BEGIN Document extract

On a scale of complexity/difficulty, culturing insect cells falls somewhere between yeast and mammalian systems. They can be grown in suspension or as monolayer cultures. However, the latter format does not require trypsin enzyme treatment prior to harvest and sub culture or passage. Further, the growth medium does not require the use of carbon dioxide to regulate the pH as is the case in many mammalian monolayer cultures. Unlike yeast, insect cells are sensitive to over dilution when setting up new cultures and can decline very rapidly if grown to high densities.
For these reasons, after harvesting insect cells it is normal to determine their number and viability before using them in experiments or moving to the next passage. If you have the resources, there are several automated cell counting systems on the market that quickly measure both parameters. Otherwise, you can use the reliable Neubauer counting chamber and count cells manually. This has the advantage that you can assess the quality of your cells while counting. Even if you are fortunate enough to have an automatic counter, it is still a good idea to put some cells into a small culture dish and observe them under a microscope. It is hard to put into words how healthy cells should appear but with a little practice it soon becomes obvious. If you are new to insect cells it is worth growing a (spare!) culture to destruction and observing cells daily to see how their appearance changes. If insect cells grown in suspension do not stick down to a culture dish within an hour they are probably not fit for further use.

END Document extract
BEGIN Data excerpts

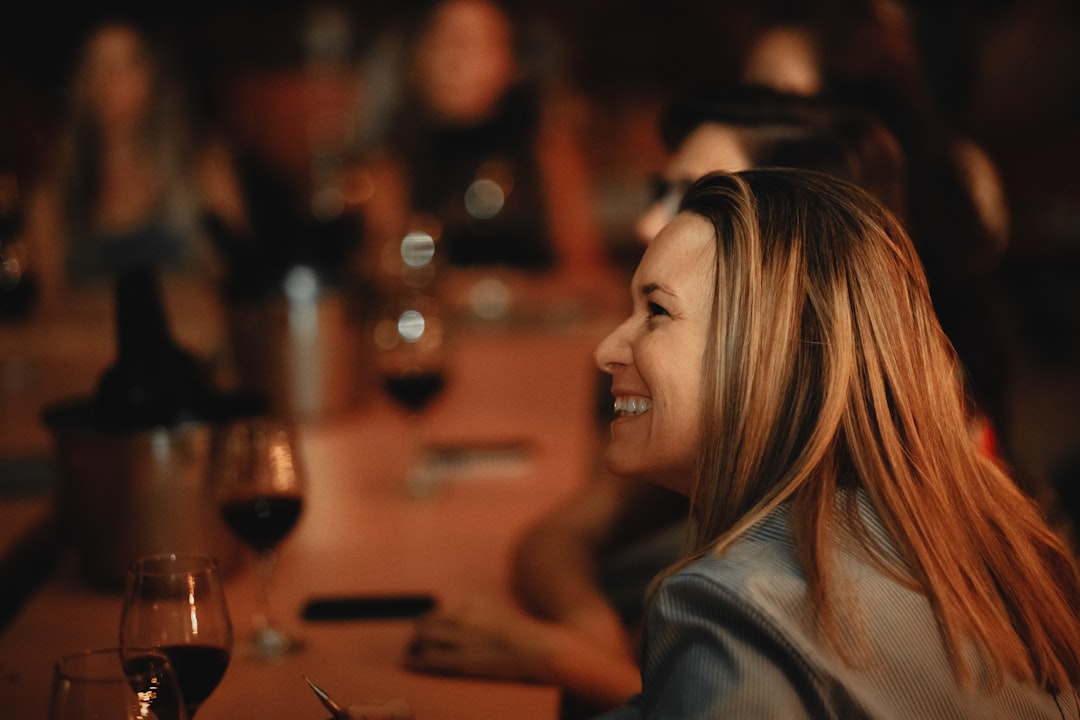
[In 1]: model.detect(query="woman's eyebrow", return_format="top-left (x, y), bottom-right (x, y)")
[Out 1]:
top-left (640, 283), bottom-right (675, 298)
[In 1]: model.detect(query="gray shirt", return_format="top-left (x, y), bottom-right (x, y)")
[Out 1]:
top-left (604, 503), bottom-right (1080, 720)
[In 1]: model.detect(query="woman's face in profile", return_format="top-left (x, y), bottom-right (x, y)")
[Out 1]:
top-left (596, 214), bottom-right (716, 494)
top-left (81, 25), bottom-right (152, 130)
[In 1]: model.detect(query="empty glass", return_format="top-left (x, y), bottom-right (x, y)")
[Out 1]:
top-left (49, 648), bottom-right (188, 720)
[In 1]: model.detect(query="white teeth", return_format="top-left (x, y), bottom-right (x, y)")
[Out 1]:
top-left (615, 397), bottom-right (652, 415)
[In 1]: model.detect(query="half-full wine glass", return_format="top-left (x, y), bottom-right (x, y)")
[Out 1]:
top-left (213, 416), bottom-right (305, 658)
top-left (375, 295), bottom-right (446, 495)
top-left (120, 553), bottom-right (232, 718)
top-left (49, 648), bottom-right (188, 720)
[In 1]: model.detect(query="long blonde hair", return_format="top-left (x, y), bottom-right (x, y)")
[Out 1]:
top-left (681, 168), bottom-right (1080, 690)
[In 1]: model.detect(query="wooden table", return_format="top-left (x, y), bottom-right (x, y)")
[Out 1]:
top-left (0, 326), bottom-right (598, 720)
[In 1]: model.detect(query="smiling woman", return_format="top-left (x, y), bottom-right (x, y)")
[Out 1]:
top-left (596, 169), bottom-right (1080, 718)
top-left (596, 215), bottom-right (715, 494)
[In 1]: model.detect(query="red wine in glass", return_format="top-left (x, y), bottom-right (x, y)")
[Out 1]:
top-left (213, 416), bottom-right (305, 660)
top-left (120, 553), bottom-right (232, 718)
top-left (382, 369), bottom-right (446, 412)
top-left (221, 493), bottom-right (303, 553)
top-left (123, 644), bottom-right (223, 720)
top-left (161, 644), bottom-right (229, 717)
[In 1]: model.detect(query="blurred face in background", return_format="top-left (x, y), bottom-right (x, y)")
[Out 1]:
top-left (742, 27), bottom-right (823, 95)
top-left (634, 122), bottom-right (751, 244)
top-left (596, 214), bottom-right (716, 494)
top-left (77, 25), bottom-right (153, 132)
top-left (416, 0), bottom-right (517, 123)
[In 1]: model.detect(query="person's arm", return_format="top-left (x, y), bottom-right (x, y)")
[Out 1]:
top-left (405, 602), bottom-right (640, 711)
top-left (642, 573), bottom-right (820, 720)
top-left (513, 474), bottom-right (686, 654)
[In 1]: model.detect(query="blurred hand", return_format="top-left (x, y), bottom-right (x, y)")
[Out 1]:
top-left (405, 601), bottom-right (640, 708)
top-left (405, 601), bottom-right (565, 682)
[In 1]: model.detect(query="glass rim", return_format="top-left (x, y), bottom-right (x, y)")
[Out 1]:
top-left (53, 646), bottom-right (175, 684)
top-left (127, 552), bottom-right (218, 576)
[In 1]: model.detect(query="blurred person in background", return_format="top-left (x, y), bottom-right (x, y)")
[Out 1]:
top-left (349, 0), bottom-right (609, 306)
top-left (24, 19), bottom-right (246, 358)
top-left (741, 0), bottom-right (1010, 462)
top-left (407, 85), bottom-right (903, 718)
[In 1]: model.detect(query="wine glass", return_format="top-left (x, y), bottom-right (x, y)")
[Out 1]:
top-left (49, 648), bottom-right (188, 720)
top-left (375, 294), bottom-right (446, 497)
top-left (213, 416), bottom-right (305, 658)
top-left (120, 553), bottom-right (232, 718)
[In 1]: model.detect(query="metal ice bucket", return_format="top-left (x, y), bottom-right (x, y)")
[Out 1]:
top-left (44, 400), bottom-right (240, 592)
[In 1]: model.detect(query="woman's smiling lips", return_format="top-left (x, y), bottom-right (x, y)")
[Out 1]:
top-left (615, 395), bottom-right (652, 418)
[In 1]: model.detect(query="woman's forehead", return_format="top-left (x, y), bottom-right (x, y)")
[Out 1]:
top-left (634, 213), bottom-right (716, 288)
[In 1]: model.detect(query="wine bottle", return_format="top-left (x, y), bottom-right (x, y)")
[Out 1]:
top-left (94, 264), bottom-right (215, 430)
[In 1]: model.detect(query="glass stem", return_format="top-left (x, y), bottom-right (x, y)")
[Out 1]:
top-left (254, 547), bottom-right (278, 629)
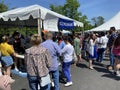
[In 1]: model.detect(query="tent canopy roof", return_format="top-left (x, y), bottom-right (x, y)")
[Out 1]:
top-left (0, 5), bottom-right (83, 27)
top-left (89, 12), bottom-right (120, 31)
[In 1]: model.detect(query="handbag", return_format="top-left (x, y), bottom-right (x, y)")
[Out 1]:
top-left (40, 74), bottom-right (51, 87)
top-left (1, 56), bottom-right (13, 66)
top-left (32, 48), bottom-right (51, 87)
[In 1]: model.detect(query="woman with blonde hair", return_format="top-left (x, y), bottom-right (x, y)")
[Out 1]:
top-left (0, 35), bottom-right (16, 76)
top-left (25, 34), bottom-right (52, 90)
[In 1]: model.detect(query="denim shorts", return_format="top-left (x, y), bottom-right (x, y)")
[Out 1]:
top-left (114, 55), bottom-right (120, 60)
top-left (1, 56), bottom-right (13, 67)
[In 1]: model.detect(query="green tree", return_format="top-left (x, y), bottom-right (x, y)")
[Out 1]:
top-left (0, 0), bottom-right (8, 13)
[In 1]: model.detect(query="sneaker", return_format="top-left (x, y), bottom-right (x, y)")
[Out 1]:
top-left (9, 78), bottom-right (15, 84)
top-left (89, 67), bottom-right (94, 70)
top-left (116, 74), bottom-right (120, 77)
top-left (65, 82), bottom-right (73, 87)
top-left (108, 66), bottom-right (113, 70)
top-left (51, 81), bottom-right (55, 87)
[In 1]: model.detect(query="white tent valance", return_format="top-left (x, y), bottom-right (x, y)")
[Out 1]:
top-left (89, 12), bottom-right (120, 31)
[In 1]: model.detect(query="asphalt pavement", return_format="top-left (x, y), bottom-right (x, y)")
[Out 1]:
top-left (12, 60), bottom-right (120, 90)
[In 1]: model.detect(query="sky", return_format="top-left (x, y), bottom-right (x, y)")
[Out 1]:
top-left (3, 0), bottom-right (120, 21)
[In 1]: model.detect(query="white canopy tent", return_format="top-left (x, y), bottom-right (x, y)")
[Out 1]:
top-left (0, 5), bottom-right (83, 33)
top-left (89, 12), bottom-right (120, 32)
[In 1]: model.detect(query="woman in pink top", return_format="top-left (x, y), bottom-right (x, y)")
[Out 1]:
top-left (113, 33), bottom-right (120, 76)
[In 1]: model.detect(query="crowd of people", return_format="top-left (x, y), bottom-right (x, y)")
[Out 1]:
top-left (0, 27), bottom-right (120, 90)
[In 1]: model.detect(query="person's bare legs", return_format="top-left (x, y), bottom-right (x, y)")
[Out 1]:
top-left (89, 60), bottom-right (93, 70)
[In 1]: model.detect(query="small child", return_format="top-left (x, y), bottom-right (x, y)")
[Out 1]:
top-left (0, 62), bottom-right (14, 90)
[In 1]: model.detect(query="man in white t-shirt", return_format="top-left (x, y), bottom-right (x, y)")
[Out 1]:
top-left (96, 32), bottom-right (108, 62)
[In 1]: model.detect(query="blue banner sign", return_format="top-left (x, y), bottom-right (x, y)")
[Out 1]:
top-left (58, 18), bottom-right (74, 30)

END Data excerpts
BEGIN Data excerpts

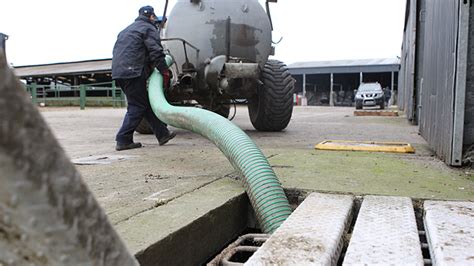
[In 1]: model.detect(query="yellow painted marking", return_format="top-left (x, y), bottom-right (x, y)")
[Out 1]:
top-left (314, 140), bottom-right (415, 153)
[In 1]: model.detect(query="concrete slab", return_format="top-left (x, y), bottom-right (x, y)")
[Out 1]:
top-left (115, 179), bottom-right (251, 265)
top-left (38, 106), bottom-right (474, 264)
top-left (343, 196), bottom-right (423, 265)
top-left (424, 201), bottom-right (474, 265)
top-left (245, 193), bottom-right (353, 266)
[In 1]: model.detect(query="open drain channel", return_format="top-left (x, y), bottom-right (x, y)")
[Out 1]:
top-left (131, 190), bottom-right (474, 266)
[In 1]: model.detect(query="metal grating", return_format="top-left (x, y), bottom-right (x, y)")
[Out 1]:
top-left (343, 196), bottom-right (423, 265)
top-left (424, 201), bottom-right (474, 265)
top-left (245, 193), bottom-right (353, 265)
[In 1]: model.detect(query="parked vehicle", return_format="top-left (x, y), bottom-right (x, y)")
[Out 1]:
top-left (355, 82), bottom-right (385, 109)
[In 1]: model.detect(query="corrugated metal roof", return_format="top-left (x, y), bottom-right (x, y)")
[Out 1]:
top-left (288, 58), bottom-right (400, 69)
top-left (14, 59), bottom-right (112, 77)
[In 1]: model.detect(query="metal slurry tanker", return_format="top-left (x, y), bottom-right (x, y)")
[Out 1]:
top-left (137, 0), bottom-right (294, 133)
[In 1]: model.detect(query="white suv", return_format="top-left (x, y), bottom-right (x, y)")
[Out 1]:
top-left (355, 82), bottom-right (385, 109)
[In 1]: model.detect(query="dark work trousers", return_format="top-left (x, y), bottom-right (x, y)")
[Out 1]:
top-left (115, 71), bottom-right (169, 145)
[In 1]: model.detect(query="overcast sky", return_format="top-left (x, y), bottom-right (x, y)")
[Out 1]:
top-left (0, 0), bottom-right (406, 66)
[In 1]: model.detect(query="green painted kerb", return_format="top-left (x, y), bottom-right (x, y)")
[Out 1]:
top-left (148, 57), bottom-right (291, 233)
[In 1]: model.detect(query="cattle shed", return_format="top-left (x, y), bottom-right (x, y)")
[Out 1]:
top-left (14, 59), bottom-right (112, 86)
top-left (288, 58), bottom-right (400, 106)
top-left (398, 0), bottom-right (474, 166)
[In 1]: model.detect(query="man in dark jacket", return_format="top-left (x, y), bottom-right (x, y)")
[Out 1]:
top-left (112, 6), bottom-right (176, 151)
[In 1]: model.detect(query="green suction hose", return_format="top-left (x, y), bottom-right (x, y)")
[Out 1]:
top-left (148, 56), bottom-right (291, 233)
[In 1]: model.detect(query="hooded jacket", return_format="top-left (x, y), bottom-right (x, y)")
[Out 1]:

END Data excerpts

Your task: Revise the passage on culturing insect cells from "On a scale of" through "to high densities.", replacing "mammalian" with "vertebrate" and returning that part in full.

Response to this exercise:
On a scale of complexity/difficulty, culturing insect cells falls somewhere between yeast and vertebrate systems. They can be grown in suspension or as monolayer cultures. However, the latter format does not require trypsin enzyme treatment prior to harvest and sub culture or passage. Further, the growth medium does not require the use of carbon dioxide to regulate the pH as is the case in many vertebrate monolayer cultures. Unlike yeast, insect cells are sensitive to over dilution when setting up new cultures and can decline very rapidly if grown to high densities.